▶ _EXERCISE INSTRUCTIONS_
- A) List the first steps toward a more sustainable future that Snaliah Mahal suggests in the article on women's leadership.
- B) Using the article on women's leadership, decide whether each statement agrees with it. Answer yes or no, and quote the words that decide it.
(i) Jawahir lost her biggest client a few days after the article about her appeared.
(ii) Snaliah Mahal was an undergraduate student in Haiti.
(iii) Mahal's business, 7K's, produces zero waste home and personal care products.
- C) Translate this sentence from the article on women's leadership into Spanish: "Mahal says women and girls who want to be part of the movement for a more sustainable future can start small; wherever they are, with whatever resources are available."
[PASSAGE PROVIDED Boundary: Start]
UN Women says while women have been influential in political decision-making, they often face push-back, both online and offline. It is something that Jawahir says she has experienced.
“I once participated in a political forum, representing young women interested in politics. In an interview with a print journalist, I shared my desire to run for political office and the article made the cover page. While this felt like a remarkable step in the right direction, a few days later, I lost my biggest client who shared concerns that I was now politically affiliated.
“Unfortunately, in my country, victimisation based on political affiliation is rampant, especially for women. It’s become a challenge to operate my small business, but I’m driven by the desire that one day I will be in a position on the governing side, to ensure that no young person, woman or vulnerable group will be unjustly treated due to their political interests,” she told IPS.
Voices like Jawahir’s, according to UN Women, must be multiplied and amplified. As the world pivots to pandemic recovery, the agency says women and girls will be key leaders and change agents, particularly in areas like climate change mitigation and adaptation.
Saint Lucia’s Snaliah Mahal is a recognised personality in sustainable living, environmental protection and climate change education. As an undergraduate student in Mexico, she interned with the UN Information Centre and volunteered in relief efforts post-flooding in Mexico and following the 2010 earthquake in Haiti. She completed a post-graduate degree in Climate Change and International Development and volunteers with the Caribbean Youth Environment Network. She also runs 7K’s, a small business that produces zero waste and eco-friendly home and personal care products.
“I believe that citizens from Small Island Developing States, because of their inherent disadvantages and vulnerabilities, must do whatever they can to ensure that our voices are heard not only internationally which sometimes is the focus, but locally and regionally and be part of the discourse no matter how small you may consider your contribution,’ she told IPS.
Mahal’s contribution is part of what UN Women describes as the critical role that women play in climate action and natural resources management. The agency says in many countries, women also serve as energy managers in the home. As entrepreneurs, they continue to offer innovative solutions to climate change impacts.
Mahal says women and girls who want to be part of the movement for a more sustainable future can start small; wherever they are, with whatever resources are available.
“Find a cause that you believe in and focus on it. It does not have to be something big. It can be as simple as deciding to share your knowledge with friends and family, or something a little more challenging such as starting a backyard garden or a compost heap. These are important first steps,” she said.
[PASSAGE PROVIDED Boundary: End]
[LISTED ENTRIES Boundary: Start]
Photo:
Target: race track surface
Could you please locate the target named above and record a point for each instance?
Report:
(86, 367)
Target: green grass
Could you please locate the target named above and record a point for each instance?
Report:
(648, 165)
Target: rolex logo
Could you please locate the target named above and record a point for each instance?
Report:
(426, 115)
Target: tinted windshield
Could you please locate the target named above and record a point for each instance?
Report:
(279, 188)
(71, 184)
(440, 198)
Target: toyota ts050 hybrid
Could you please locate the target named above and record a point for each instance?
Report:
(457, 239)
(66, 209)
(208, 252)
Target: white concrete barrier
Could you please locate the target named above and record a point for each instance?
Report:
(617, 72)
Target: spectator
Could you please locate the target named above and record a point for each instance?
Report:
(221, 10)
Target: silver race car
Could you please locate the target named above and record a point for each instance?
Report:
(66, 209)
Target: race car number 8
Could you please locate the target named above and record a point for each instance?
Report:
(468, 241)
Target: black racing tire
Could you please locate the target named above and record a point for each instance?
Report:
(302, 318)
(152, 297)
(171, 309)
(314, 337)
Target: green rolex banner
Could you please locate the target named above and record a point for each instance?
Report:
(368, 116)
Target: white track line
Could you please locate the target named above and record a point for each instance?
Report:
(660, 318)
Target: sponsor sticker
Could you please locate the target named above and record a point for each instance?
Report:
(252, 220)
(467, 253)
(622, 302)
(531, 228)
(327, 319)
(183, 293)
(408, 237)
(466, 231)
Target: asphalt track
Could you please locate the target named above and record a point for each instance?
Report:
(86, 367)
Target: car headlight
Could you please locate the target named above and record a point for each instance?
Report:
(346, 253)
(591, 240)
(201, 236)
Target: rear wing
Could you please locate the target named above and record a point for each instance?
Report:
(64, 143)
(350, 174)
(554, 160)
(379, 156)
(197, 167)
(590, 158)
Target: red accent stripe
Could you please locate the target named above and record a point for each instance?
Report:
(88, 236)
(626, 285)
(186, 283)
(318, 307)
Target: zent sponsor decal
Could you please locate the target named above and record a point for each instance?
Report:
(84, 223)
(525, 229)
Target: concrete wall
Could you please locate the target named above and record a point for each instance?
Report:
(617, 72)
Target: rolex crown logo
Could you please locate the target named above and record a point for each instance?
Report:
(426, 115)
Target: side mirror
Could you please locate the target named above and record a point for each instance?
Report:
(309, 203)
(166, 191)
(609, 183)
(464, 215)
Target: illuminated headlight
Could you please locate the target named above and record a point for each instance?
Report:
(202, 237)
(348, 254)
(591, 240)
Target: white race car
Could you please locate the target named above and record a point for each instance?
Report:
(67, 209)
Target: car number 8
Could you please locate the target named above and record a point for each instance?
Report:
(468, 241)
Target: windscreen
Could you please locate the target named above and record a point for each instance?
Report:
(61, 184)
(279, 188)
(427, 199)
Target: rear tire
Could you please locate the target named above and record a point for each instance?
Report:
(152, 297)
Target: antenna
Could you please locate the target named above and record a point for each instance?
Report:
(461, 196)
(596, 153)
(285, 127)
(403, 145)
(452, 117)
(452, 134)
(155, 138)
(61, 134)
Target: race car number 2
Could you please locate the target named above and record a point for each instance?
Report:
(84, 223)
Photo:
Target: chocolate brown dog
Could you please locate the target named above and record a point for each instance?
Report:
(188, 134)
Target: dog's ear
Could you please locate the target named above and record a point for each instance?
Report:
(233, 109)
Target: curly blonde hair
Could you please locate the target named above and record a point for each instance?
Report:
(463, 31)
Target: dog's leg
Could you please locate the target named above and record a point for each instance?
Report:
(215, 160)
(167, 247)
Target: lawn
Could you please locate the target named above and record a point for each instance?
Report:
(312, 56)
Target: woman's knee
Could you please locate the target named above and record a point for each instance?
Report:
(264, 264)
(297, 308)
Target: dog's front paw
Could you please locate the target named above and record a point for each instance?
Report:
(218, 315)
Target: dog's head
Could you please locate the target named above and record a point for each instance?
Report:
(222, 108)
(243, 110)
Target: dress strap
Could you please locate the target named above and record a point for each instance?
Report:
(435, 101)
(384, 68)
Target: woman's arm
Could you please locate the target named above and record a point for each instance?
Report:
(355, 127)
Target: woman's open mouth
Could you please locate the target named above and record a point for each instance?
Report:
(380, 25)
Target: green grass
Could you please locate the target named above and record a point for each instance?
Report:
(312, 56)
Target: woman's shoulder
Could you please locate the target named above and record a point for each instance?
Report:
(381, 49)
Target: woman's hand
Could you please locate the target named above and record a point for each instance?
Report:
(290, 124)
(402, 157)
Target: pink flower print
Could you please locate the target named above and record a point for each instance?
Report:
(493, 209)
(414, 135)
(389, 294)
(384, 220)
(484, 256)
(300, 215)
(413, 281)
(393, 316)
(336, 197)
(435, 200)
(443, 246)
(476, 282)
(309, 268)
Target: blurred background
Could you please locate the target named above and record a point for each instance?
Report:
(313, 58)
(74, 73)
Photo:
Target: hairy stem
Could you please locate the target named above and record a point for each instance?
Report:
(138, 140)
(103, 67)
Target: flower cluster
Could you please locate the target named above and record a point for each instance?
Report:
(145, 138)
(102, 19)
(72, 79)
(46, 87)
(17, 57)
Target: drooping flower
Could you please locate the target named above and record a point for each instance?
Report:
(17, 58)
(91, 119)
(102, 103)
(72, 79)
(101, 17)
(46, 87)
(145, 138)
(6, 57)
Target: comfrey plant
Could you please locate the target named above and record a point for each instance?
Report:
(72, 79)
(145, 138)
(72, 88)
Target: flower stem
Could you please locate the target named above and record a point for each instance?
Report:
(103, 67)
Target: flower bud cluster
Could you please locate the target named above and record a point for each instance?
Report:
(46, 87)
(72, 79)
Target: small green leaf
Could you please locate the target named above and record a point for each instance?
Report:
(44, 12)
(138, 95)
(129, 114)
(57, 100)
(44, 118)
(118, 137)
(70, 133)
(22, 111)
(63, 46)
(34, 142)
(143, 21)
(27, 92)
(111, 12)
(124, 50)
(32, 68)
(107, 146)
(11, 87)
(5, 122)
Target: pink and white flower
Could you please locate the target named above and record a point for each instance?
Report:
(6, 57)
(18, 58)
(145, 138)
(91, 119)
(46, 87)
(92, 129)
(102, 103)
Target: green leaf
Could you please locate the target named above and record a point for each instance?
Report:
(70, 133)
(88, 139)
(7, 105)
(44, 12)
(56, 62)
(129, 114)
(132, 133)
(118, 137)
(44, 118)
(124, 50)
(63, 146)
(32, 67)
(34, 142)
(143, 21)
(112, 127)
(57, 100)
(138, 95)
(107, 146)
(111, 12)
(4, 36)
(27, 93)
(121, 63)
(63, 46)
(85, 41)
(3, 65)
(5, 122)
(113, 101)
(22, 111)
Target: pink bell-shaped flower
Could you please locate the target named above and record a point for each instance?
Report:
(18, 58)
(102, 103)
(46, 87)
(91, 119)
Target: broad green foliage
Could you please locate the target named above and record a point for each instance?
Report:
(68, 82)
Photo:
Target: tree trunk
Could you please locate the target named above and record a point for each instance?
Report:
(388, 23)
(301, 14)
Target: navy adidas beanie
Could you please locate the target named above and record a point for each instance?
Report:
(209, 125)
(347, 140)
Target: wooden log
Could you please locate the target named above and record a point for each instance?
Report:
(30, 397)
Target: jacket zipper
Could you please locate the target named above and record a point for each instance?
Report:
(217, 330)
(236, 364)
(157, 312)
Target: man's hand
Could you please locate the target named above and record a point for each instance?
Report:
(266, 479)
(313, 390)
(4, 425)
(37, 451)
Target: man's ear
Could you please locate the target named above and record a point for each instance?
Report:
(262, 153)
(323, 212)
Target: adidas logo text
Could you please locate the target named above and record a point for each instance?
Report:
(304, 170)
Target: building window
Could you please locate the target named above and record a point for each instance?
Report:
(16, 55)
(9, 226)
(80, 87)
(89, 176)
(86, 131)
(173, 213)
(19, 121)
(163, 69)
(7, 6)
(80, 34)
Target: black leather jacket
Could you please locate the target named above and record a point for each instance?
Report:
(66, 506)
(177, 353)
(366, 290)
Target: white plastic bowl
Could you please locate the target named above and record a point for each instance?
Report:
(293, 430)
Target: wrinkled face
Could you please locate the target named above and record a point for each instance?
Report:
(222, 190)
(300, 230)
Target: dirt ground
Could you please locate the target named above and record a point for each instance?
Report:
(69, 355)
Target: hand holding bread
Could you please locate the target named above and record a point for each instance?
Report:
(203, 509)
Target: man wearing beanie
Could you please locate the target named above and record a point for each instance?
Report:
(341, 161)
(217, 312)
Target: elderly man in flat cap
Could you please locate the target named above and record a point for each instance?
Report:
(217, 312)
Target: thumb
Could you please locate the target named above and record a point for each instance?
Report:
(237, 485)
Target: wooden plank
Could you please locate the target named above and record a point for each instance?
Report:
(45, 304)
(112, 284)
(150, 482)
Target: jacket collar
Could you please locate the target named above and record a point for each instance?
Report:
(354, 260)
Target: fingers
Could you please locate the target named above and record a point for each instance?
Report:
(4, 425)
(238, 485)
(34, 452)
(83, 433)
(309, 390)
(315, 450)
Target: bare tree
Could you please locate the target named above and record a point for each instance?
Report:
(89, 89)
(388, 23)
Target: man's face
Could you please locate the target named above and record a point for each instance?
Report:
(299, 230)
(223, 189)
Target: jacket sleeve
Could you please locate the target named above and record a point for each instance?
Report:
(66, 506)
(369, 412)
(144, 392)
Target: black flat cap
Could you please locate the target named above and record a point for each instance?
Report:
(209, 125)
[LISTED ENTRIES Boundary: End]
▶ _SOLUTIONS TO THE PROBLEMS_
- A)
- Sharing your knowledge with friends and family
- Starting a backyard garden
- Starting a compost heap

- B)
(i) Yes: "a few days later, I lost my biggest client who shared concerns that I was now politically affiliated."
(ii) No: "As an undergraduate student in Mexico"
(iii) Yes: "a small business that produces zero waste and eco-friendly home and personal care products."

- C) Mahal dice que las mujeres y las niñas que quieren formar parte del movimiento por un futuro más sostenible pueden empezar con poco, dondequiera que estén, con los recursos que tengan a su alcance.